* Start DATA LINES *

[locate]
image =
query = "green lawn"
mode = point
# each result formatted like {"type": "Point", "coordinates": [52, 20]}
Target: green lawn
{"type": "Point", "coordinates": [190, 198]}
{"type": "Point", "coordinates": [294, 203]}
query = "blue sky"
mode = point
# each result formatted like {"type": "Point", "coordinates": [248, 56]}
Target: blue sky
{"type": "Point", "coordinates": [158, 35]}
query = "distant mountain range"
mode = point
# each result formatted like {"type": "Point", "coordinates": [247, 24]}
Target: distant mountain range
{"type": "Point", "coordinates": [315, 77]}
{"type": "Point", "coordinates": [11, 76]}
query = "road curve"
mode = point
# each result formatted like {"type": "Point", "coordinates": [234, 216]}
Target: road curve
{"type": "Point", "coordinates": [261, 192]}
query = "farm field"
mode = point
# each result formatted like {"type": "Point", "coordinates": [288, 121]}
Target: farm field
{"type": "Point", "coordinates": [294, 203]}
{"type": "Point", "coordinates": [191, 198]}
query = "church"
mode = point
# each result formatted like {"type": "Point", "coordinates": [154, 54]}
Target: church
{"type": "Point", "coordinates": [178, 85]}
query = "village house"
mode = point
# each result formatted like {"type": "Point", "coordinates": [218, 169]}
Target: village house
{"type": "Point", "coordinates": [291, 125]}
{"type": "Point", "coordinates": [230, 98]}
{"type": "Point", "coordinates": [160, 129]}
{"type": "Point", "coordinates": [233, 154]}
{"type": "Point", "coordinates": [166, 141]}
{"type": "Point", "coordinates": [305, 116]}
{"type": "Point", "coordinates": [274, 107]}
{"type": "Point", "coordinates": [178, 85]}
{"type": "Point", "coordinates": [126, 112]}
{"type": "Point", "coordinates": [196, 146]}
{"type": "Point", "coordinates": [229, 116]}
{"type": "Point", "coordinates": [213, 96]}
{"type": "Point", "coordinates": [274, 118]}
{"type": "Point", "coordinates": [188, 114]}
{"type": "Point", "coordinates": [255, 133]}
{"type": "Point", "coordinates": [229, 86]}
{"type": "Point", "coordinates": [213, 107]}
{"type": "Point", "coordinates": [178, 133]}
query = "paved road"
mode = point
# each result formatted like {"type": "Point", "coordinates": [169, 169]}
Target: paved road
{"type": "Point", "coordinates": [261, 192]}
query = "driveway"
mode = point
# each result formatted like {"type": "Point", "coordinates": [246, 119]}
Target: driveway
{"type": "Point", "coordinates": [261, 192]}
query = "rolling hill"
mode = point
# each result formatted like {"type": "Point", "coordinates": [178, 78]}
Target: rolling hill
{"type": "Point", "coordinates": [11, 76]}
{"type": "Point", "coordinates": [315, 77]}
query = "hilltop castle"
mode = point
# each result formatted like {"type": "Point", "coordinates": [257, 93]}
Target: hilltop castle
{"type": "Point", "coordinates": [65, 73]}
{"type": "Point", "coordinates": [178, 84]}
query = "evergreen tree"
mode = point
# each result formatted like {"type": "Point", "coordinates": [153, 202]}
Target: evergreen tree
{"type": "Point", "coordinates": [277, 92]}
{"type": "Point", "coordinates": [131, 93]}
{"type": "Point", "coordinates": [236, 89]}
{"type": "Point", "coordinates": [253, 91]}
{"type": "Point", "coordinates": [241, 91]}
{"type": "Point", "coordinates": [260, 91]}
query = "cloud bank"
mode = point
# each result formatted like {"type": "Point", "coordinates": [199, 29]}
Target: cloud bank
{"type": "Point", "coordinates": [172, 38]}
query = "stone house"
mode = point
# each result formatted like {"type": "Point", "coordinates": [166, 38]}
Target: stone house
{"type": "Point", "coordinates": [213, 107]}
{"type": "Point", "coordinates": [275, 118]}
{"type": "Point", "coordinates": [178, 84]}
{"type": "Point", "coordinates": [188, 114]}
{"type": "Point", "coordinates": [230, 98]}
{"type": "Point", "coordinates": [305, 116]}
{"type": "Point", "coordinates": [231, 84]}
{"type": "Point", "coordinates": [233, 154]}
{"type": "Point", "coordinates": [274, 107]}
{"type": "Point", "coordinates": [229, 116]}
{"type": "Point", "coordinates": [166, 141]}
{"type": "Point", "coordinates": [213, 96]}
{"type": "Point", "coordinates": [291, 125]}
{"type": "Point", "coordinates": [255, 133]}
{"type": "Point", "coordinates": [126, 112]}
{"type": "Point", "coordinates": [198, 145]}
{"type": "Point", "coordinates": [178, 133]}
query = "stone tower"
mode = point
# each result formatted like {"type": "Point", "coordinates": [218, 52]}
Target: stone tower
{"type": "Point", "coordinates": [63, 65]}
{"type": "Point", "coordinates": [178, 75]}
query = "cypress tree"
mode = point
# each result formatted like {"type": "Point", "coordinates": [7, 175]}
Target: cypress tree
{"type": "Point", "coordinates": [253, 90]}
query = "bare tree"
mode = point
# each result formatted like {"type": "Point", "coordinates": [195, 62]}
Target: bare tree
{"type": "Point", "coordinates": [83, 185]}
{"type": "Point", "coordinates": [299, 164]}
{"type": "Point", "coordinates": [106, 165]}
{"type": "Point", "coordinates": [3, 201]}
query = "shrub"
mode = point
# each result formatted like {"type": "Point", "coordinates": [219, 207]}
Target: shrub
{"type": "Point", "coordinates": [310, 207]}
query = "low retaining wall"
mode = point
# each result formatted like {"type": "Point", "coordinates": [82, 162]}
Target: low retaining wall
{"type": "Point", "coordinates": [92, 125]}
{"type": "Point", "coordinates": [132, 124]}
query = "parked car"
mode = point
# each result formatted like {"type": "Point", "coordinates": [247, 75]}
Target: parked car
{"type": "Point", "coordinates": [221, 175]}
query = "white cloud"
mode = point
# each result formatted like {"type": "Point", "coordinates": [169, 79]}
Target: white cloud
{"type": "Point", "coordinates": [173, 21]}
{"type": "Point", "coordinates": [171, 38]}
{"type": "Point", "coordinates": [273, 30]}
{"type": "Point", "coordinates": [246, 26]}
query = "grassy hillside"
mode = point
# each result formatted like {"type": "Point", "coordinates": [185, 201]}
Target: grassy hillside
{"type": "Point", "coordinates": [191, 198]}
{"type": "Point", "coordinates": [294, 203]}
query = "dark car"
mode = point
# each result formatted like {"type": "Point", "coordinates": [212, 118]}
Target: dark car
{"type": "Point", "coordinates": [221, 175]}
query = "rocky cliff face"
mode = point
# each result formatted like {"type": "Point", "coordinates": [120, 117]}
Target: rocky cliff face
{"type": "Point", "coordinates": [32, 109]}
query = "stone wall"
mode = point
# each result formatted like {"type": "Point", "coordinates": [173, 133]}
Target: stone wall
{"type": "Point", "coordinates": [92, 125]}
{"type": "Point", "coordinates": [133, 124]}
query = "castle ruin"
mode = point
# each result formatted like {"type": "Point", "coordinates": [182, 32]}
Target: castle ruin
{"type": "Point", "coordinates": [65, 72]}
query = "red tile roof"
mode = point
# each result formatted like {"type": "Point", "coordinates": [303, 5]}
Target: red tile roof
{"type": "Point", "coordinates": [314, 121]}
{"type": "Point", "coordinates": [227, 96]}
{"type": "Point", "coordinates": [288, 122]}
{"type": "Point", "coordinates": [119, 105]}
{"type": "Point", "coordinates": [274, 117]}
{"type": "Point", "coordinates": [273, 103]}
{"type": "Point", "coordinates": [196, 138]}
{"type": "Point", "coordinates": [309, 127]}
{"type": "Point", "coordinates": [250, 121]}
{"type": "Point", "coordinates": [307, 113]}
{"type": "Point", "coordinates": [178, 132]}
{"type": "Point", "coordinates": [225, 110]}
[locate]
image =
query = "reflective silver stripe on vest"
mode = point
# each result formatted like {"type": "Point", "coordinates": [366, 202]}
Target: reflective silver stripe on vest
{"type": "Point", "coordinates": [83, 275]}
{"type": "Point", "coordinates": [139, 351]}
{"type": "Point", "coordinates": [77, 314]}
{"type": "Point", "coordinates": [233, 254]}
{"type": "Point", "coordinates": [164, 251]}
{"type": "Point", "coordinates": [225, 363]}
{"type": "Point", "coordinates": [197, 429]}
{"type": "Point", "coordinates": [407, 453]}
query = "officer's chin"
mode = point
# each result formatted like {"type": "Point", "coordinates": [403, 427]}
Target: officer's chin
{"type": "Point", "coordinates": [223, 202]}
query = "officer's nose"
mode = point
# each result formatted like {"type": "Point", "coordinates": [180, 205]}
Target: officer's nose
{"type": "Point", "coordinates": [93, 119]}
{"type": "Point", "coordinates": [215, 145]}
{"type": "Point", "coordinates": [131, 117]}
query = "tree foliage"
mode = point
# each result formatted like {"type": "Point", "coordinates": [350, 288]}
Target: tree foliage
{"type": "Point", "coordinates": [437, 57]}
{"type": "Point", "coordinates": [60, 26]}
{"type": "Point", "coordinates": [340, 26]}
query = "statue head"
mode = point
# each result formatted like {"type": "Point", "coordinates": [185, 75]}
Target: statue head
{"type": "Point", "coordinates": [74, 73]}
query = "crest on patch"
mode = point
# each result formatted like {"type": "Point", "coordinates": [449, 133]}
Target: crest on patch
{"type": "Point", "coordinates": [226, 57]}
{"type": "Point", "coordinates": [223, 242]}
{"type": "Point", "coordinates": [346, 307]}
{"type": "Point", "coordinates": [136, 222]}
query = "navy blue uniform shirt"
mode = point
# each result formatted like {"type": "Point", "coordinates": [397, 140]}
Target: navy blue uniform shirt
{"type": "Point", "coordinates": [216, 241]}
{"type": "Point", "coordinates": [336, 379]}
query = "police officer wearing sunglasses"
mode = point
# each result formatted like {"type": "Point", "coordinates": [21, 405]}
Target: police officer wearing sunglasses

* End DATA LINES *

**TO BE DONE:**
Identify every line in the material above that contains the word "house", and copy each of those lines. Case counts.

**COMPLETED EXERCISE:**
query = "village house"
Target: village house
query = "stone house"
Target: stone house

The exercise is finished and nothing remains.